[Photo object pointing records]
-- START --
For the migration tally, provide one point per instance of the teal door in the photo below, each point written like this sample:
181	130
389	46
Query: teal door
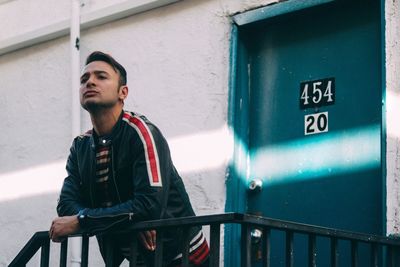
314	83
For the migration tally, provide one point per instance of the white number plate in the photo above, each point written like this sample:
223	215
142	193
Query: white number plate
316	123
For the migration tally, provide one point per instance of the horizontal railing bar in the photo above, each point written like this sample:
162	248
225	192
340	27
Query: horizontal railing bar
245	220
318	230
31	247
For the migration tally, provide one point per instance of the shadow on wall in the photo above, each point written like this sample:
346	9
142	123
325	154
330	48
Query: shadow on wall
29	196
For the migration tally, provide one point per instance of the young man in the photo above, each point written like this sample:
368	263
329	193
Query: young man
122	171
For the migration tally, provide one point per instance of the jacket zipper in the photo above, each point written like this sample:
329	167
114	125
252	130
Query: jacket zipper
113	171
93	164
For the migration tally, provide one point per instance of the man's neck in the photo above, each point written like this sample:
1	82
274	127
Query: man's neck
104	120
-- END --
Task details:
Please rewrite the data above as a numbered list with one line per entry, skipping any blank lines. Leave the pictures out.

Solution to this problem:
1. For the migration tally, provide one point per instance of the teal door in the photo below, each point written like this sample:
2. 181	130
3. 389	46
4. Query: teal door
5. 314	83
6. For the migration tally, provide one point per instance of the white number plate in the photo above, each point written like this sample:
7. 223	215
8. 142	193
9. Query: white number plate
10. 316	123
11. For the migration tally, provide one point per instance of the horizontal railing bar in the photo above, each point written like this sample:
12. 162	248
13. 225	192
14. 340	27
15. Query: horizontal railing bar
16. 245	220
17. 318	230
18. 31	247
19. For the migration tally, provide one point per instance of the shadow on wall in the photo above, each point written like this sample:
20. 346	9
21. 142	123
22. 325	154
23. 330	48
24. Query: shadow on wall
25. 29	196
26. For the migration tally, provide one point per instance of the young man in the photo above, each point written like this sample:
27. 368	263
28. 329	193
29. Query: young man
30. 122	171
31. For the migration tally, provide one point per instance of the jacket zipper in the photo above, each point written like this sample:
32. 329	167
33. 114	125
34. 252	130
35. Query: jacket zipper
36. 113	171
37. 93	164
38. For the migration tally, provide one point per instance of the man's neck in the photo above, each point written like this sample:
39. 1	82
40. 274	127
41. Query: man's neck
42. 104	120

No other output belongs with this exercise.